Text provided:
# # # # # # #

The story, in the form described by Wainer and Brown (2017) reads:

“A large university is interested in investigating the effects on the students of the diet provided in the university dining halls …. Various types of data are gathered. In particular, the weight of each student at the time of his arrival in September and his weight the following June (WF) are recorded.”

The first statistician (named John) looks at the weight gains associated with the two dining halls, find them equally distributed, and naturally concludes that Diet has no effect on Gain.  The second statistician (named Jane) uses the initial weight (WI) as a covariate and finds that, for every level of WI, the final weight (WF) distribution for Hall B is shifted above that of Hall A. Thus concluding Diet has an effect on Gain. Who is right?

The Book of Why resolved this paradox using causal analysis. First, noting that at issue is “the effect of Diet on weight Gain”, a causal model is postulated, in the form of the diagram of Fig. 1(b). Second, noting the WIis the only confounder of Diet and Gain, Jane was declared “unambiguously correct” and John “incorrect”.

The Critics

The simplicity of this solution invariably evokes skepticism among statisticians. “But how can we be sure of the diagram?” they ask. This kind of skepticism is natural since, statisticians are not trained in postulating causal assumptions, that is, assumptions that cannot be articulated in the language of mainstream statistics, and cannot therefore be tested using the available data.  However, after reminding the critics that the contention  between John and Jane surrounds the notion of “effect”, and that “effect” is a causal, not statistical notion, enlightened statisticians accept the idea that diagrams need to be drawn and that the one in Fig. 1(b) is reasonable; its main assumptions are: Diet does not affect the initial weight and the initial weight is the only factor affecting both Diet and final weight.

A series of recent posts by S. Senn, however, introduced a new line of criticism into our story (Senn, 2019). It focuses on the process by which the data of Fig. 1(a) was generated, and invokes RCT considerations such as block design, experiments with many halls, analysis of variance, standard errors, and more. Statisticians among my Twitter followers “liked” Senn’s critiques and I am not sure whether they were convinced by my argument that Lord’s paradox has nothing to do with  experimental procedures. In other words, the conflict between John and Jane persists even when the data is generated by clean and un-complicated process, as the one depicted in Fig. 1(b).

# # # # # # #

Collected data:
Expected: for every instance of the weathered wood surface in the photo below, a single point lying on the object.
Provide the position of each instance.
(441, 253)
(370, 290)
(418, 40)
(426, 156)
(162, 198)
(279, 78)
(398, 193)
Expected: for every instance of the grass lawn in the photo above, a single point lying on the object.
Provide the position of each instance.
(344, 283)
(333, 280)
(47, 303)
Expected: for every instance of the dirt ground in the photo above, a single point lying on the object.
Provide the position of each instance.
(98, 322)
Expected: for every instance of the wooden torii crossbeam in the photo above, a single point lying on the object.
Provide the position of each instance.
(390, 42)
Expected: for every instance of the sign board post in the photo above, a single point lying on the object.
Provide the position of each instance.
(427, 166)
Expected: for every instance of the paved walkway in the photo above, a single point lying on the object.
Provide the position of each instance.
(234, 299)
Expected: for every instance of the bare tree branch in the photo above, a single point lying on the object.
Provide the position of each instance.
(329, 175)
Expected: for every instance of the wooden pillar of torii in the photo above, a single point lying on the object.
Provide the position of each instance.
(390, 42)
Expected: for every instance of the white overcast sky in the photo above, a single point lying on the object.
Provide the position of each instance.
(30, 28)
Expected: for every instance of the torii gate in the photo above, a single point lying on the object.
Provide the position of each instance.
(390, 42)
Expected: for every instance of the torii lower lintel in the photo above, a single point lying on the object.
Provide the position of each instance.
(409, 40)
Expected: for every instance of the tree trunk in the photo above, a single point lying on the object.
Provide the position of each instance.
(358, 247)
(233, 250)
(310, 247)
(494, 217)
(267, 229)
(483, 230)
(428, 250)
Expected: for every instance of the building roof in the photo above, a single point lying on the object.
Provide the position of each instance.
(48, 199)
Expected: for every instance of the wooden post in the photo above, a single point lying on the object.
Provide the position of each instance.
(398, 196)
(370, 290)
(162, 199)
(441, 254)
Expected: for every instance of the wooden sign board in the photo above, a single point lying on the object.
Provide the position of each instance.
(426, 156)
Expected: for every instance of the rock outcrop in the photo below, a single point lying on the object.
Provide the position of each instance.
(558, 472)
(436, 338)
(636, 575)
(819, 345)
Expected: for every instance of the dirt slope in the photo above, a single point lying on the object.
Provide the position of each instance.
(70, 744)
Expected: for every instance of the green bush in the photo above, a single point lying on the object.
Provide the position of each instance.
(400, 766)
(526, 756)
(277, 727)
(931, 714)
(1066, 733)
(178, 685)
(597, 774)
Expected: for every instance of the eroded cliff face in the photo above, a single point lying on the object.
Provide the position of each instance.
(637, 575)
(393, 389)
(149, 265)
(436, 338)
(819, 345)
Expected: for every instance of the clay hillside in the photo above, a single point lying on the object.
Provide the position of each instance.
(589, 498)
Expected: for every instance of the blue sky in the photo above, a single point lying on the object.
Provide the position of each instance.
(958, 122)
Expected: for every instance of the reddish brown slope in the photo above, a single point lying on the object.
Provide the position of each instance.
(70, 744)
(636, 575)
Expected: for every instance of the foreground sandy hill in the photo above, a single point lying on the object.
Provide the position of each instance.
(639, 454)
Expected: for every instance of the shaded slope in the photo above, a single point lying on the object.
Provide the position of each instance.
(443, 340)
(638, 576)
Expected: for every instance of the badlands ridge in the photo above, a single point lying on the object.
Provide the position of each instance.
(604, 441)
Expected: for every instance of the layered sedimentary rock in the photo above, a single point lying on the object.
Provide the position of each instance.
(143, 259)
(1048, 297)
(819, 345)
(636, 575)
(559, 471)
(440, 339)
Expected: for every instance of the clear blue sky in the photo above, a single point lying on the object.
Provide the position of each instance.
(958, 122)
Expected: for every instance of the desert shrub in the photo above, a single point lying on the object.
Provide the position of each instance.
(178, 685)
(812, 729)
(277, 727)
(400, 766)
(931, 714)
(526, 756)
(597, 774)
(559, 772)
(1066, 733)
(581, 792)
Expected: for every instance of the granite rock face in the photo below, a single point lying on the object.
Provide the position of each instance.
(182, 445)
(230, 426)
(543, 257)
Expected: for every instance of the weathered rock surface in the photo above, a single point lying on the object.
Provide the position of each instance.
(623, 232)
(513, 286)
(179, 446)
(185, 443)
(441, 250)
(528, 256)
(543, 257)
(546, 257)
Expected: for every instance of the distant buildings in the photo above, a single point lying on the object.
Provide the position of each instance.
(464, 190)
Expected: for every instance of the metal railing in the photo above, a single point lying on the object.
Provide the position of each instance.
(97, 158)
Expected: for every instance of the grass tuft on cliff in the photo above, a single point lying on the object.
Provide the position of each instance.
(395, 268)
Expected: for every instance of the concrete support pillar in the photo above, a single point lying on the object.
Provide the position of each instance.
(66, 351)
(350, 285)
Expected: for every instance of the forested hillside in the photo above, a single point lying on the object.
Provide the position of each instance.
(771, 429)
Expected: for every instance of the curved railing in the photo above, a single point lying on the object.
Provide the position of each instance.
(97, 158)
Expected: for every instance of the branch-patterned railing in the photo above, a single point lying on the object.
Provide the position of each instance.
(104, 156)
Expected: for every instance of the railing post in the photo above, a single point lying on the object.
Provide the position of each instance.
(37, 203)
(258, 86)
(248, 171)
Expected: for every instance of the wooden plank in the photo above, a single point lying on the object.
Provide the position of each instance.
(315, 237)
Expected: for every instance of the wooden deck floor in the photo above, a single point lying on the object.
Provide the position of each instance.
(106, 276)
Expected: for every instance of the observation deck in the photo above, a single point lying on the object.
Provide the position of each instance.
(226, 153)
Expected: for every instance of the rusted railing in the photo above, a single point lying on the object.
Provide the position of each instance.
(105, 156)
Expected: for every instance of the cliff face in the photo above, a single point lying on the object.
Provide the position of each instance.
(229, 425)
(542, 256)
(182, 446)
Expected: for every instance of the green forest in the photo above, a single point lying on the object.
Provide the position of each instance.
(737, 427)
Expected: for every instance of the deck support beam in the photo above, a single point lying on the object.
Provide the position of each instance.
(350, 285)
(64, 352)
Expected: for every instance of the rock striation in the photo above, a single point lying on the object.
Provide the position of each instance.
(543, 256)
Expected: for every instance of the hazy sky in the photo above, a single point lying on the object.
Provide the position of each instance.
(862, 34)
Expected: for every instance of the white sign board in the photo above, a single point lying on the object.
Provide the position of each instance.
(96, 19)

# # # # # # #

Task brief: Print the portion of the text on Lord's paradox above starting with "The simplicity of" and going on through "and final weight.".

The answer:
The simplicity of this solution invariably evokes skepticism among statisticians. “But how can we be sure of the diagram?” they ask. This kind of skepticism is natural since, statisticians are not trained in postulating causal assumptions, that is, assumptions that cannot be articulated in the language of mainstream statistics, and cannot therefore be tested using the available data.  However, after reminding the critics that the contention  between John and Jane surrounds the notion of “effect”, and that “effect” is a causal, not statistical notion, enlightened statisticians accept the idea that diagrams need to be drawn and that the one in Fig. 1(b) is reasonable; its main assumptions are: Diet does not affect the initial weight and the initial weight is the only factor affecting both Diet and final weight.